**Exercise**
Write out the data below exactly, beginning with the first line and ending once the line that has "box: [716, 265, 754, 282]" is written.

**Recorded information**
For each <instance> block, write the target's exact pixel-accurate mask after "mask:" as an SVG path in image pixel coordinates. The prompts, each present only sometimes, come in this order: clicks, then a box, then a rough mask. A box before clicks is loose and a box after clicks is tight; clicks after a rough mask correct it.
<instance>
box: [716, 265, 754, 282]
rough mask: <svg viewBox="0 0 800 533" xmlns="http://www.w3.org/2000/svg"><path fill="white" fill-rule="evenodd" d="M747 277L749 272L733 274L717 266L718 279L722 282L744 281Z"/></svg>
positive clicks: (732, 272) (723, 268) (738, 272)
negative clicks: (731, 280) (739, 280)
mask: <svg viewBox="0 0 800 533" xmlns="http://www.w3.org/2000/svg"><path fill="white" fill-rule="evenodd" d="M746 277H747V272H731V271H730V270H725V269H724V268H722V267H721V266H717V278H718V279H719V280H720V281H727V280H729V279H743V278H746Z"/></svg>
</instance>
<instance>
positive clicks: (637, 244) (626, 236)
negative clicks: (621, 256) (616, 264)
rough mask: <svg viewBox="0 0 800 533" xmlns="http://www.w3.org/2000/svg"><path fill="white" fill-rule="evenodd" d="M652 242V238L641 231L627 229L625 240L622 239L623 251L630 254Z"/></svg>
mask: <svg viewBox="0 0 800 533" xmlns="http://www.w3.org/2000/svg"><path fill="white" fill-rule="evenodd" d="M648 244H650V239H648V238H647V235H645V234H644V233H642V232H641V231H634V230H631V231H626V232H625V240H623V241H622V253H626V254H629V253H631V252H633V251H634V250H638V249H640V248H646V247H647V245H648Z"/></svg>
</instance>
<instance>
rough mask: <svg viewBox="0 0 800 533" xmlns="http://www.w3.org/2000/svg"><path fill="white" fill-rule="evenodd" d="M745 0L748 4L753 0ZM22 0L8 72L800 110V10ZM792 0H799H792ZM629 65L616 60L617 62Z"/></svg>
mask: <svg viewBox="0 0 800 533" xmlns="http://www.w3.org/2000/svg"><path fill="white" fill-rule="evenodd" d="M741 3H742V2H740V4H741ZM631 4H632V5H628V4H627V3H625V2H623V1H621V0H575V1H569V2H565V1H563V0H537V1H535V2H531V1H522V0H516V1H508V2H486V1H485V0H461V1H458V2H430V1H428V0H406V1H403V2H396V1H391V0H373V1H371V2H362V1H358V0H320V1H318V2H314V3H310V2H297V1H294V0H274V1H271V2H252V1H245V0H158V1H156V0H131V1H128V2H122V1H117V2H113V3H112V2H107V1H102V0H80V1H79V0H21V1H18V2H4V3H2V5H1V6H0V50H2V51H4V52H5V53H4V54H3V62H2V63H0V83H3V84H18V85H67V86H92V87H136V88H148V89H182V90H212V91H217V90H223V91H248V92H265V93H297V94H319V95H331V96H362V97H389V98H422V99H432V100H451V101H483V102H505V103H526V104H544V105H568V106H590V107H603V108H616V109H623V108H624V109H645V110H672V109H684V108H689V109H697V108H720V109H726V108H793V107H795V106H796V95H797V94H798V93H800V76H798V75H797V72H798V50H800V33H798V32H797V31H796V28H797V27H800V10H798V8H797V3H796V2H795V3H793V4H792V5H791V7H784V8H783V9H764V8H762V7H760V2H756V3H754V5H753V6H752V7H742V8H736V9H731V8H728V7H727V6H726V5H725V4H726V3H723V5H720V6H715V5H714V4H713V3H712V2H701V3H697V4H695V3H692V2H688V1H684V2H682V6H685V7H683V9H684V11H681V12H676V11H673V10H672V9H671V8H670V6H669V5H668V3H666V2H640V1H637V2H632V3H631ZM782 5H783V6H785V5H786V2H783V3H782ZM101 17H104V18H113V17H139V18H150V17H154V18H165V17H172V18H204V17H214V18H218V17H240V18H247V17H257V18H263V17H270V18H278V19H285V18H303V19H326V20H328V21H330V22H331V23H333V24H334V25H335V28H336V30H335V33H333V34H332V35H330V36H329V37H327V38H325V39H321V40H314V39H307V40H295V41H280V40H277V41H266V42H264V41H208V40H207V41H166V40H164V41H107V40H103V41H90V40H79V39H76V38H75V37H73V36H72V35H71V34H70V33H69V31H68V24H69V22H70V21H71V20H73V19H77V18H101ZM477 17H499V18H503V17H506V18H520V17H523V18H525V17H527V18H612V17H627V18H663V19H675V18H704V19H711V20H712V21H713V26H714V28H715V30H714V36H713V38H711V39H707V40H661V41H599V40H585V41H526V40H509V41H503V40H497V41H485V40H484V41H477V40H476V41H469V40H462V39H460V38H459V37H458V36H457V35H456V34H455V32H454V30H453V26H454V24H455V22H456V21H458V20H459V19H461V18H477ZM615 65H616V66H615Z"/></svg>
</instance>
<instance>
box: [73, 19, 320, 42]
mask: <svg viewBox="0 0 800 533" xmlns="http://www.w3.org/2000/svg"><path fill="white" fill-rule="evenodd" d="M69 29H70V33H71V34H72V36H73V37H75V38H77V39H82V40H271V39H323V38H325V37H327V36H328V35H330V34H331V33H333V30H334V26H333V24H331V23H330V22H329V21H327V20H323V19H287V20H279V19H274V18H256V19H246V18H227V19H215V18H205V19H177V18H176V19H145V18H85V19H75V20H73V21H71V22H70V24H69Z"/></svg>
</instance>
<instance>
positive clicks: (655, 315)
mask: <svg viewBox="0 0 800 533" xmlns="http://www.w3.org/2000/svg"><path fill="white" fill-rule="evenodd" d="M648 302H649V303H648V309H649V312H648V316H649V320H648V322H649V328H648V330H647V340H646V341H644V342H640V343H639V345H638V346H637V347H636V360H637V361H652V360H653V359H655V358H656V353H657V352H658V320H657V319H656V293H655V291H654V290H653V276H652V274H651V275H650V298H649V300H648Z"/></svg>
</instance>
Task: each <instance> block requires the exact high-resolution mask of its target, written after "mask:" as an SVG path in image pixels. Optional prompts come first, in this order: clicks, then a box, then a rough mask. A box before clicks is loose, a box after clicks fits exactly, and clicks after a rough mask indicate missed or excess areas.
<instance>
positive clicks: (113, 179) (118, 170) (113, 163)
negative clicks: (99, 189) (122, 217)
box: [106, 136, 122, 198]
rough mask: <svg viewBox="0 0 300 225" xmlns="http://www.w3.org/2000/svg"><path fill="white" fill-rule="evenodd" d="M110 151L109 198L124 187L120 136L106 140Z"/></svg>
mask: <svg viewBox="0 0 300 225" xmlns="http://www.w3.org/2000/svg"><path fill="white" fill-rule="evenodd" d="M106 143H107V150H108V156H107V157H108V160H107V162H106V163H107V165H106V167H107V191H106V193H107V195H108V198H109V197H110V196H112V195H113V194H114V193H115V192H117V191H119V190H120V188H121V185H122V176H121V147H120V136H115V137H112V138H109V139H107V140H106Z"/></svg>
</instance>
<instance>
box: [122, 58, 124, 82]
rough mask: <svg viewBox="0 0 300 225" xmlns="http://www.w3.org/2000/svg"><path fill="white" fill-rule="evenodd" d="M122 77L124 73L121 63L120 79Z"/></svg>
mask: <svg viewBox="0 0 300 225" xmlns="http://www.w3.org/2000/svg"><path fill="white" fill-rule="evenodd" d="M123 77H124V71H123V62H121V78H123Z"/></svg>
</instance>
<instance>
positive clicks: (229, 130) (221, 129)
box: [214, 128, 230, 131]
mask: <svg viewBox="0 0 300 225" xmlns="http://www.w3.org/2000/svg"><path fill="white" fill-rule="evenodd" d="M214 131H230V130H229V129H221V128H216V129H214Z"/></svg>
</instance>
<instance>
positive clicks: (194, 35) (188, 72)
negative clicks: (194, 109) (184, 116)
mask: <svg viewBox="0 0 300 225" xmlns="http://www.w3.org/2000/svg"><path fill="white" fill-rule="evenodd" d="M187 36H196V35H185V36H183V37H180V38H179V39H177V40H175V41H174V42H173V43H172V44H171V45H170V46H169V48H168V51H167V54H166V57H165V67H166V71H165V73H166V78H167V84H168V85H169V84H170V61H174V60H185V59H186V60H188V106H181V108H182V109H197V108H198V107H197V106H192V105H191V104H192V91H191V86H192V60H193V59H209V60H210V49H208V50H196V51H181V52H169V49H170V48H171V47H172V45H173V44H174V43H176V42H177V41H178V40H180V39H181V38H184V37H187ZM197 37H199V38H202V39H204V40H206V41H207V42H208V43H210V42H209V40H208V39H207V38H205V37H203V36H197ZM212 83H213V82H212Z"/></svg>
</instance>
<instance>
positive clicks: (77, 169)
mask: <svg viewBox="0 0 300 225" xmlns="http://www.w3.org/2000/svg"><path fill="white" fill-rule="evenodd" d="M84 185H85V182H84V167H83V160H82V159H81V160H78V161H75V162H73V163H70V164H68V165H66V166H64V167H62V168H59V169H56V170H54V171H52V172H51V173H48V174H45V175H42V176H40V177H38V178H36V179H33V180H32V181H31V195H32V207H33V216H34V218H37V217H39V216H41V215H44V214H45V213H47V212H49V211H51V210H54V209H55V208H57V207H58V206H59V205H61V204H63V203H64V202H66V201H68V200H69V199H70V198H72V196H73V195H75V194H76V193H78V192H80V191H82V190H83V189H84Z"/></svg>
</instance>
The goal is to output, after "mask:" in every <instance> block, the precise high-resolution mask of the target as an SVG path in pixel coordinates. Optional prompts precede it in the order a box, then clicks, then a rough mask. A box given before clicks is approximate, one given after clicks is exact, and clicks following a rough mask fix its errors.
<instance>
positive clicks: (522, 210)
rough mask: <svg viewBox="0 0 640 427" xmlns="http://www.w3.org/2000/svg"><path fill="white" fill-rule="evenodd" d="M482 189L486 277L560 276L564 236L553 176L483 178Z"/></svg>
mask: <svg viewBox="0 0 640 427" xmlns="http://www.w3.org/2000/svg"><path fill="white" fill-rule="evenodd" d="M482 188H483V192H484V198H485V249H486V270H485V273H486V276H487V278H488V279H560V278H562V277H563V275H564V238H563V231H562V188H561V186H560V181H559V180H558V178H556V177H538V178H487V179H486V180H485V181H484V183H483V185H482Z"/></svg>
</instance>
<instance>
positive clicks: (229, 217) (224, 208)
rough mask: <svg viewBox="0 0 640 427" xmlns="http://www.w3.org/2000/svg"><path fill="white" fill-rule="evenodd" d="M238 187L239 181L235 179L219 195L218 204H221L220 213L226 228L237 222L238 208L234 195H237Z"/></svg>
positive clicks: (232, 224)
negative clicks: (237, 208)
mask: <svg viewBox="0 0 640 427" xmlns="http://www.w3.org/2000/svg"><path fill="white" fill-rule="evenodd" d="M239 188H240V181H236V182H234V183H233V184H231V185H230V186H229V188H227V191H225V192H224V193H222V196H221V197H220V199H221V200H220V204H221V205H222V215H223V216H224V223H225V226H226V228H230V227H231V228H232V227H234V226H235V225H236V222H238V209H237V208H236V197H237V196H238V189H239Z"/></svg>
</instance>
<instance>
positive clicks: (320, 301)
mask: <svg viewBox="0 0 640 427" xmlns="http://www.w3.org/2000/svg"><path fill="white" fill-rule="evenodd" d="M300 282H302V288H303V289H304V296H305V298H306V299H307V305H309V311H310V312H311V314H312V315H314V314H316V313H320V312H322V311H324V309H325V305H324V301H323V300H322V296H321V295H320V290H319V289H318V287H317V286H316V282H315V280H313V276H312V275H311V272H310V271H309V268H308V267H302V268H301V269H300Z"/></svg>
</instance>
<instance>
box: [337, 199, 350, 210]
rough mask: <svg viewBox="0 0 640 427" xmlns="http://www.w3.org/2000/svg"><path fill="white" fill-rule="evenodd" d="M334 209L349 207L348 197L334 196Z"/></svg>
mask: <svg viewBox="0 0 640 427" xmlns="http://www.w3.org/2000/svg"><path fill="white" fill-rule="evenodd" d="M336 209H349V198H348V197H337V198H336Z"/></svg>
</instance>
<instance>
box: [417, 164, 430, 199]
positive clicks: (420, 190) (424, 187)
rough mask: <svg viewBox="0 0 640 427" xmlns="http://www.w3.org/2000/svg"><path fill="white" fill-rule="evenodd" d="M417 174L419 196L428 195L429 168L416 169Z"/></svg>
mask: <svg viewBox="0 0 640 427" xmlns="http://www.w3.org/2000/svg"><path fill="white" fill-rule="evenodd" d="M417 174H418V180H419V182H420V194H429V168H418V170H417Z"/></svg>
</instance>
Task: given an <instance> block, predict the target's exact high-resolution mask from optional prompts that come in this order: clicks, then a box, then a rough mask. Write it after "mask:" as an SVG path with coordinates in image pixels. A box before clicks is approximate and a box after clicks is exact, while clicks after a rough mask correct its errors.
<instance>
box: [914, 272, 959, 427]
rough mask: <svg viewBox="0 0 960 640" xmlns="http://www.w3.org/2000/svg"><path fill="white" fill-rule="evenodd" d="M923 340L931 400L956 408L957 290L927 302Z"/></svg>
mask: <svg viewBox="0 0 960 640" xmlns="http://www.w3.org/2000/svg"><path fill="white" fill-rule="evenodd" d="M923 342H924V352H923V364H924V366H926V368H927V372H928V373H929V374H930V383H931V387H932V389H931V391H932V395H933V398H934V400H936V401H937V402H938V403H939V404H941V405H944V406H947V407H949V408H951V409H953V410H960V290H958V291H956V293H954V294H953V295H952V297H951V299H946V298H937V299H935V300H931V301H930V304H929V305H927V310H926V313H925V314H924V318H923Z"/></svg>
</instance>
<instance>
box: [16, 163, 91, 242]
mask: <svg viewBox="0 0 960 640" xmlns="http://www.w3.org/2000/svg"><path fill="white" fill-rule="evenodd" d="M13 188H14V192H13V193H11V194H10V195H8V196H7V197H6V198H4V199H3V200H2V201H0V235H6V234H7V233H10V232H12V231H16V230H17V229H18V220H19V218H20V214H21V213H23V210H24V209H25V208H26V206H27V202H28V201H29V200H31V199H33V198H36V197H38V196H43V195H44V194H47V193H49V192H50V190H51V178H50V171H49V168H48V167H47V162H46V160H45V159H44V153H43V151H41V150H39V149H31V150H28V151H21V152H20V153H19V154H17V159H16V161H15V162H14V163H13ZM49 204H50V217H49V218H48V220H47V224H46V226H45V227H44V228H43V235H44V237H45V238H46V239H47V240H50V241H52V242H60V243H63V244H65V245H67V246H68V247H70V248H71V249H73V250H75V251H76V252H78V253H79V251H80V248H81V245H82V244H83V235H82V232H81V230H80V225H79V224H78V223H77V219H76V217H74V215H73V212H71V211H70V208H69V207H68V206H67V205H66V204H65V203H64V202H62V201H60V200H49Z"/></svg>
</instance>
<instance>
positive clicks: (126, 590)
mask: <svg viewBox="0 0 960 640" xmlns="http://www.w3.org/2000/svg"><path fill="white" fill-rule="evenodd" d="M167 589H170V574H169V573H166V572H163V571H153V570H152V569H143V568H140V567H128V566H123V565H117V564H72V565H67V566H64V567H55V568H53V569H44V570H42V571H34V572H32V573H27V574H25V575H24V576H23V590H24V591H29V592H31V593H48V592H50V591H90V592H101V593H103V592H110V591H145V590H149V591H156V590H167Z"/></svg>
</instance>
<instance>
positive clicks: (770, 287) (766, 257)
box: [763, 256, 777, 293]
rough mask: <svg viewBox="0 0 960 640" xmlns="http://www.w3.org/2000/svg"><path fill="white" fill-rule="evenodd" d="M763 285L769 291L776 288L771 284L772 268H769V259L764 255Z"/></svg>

**Exercise answer**
For each <instance> block, write the target's exact pixel-accurate mask after "mask:" as an SVG path in image pixel coordinates. The prompts, each present only sometimes, come in this order: clicks, then a box, then a rough mask. A box before clicks is loose and a box after clicks is tight; clicks after a rough mask correct it.
<instance>
box: [716, 265, 754, 282]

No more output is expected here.